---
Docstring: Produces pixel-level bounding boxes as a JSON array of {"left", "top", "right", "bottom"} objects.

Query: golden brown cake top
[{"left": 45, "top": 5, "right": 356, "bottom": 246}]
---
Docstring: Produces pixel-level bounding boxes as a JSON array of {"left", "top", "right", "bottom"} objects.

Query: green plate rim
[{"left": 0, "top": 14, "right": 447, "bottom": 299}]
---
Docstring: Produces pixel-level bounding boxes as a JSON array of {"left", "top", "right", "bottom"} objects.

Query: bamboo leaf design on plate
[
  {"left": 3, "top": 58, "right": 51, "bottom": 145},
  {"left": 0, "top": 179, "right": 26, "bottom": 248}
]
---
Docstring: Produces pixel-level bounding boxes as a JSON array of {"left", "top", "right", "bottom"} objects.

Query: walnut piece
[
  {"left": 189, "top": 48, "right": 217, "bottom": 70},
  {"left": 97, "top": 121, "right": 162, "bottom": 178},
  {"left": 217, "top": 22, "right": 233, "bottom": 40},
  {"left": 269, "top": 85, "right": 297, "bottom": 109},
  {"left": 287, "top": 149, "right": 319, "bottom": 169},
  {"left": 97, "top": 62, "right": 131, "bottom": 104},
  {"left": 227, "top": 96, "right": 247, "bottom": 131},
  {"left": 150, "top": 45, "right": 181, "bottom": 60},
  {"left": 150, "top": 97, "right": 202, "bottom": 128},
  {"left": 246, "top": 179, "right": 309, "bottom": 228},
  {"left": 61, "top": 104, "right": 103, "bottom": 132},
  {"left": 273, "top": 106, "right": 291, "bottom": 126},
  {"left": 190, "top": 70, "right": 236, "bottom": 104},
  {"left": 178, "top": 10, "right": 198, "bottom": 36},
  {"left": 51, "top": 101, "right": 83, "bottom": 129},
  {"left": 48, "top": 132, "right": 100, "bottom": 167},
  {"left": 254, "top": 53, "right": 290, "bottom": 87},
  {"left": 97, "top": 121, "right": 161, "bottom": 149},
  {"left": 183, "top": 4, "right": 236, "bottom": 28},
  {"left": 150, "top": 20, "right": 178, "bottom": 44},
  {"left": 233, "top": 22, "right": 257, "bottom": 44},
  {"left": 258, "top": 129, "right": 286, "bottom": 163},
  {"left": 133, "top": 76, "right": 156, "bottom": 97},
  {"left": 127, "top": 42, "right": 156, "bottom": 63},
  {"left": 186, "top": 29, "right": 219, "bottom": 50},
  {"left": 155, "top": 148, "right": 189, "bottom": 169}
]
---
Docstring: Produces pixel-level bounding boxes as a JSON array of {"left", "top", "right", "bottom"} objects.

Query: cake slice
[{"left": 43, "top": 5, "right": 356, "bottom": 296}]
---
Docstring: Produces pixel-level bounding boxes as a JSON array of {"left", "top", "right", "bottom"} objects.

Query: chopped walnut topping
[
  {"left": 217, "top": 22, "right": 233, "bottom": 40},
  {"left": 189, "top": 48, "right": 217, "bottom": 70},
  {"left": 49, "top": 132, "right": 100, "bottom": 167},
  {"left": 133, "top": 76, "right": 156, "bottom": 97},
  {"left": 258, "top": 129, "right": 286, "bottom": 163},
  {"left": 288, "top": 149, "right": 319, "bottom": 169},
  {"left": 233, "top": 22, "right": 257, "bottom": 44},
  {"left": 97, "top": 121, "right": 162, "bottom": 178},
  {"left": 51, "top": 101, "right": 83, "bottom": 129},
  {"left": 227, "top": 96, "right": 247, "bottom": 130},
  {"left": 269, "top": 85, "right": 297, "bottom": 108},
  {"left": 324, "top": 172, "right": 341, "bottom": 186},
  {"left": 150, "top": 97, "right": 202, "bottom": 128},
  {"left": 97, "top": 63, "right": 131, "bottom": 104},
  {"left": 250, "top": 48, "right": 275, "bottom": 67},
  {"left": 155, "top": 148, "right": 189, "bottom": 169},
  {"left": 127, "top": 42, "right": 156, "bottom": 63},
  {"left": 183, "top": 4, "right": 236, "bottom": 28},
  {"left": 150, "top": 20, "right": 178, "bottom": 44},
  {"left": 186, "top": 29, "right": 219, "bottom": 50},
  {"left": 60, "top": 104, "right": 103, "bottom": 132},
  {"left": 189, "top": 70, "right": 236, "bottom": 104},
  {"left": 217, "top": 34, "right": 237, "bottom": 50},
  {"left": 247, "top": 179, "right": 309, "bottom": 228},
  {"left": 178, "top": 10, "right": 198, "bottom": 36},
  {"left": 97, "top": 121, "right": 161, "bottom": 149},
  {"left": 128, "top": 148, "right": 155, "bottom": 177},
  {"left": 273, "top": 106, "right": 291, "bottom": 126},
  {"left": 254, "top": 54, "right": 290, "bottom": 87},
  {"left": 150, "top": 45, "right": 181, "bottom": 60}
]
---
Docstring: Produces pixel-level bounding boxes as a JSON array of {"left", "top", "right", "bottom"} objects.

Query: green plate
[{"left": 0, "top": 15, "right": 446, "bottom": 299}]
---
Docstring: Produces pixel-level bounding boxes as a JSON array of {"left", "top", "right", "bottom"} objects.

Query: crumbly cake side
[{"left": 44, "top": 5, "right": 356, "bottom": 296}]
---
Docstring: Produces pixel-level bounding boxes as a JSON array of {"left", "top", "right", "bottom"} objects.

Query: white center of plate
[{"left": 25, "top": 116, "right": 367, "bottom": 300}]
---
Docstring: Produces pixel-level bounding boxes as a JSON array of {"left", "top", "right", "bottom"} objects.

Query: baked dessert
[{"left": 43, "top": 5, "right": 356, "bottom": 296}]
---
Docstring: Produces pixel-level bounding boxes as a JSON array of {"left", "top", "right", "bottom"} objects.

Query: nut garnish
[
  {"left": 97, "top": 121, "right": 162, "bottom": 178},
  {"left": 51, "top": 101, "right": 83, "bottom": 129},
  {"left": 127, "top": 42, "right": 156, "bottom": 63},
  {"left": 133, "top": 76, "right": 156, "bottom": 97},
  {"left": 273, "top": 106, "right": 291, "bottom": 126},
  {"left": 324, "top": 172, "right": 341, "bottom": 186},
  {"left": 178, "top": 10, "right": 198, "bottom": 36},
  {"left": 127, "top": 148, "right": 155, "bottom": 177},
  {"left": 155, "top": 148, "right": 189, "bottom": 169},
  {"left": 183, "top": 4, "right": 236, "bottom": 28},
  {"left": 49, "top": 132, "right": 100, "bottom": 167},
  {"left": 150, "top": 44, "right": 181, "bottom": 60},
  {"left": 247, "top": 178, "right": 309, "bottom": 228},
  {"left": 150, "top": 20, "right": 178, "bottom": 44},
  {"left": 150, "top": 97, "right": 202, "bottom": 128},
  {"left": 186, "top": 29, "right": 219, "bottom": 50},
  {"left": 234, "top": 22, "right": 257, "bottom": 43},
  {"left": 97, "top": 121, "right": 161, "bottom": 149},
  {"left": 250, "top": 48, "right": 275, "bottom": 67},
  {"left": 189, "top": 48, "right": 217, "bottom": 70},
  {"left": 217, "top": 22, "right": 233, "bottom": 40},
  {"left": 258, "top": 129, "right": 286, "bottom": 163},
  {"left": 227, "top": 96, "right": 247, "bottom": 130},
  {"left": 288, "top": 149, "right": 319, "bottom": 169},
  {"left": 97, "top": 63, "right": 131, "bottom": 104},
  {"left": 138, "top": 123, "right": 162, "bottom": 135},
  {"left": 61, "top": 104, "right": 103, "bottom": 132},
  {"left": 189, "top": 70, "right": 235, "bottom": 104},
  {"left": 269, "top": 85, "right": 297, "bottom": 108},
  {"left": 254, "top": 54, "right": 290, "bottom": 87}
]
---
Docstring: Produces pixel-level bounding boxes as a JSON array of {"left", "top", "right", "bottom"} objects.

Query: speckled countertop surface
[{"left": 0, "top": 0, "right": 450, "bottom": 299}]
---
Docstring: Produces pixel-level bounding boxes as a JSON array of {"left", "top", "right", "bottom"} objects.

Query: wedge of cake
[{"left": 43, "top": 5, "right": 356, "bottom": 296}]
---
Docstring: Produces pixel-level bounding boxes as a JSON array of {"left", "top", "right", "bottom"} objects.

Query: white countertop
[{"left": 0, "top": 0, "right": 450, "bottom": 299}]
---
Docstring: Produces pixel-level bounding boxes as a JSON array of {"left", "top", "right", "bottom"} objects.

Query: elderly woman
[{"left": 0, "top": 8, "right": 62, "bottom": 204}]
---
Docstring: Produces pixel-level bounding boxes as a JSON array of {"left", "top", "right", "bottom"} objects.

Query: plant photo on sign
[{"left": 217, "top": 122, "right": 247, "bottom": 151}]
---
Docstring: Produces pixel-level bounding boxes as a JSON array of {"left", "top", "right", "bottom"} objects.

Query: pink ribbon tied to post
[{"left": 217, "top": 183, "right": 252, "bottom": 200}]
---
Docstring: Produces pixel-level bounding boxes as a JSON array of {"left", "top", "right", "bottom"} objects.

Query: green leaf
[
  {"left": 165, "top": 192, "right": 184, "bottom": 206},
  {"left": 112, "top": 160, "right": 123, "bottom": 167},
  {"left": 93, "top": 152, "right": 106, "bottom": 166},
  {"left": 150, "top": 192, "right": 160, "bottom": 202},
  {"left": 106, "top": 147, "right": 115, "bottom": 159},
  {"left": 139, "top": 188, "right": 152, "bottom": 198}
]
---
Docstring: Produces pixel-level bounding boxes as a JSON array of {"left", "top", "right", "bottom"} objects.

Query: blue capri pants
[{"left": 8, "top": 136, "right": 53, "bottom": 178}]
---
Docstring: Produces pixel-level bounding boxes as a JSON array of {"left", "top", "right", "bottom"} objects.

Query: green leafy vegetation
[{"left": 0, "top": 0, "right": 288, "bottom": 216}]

※ ※ ※

→ Aim of the exercise
Count how many lines of the listing above contain the string "plate", with case counting. Give only the number.

→ Expected answer
4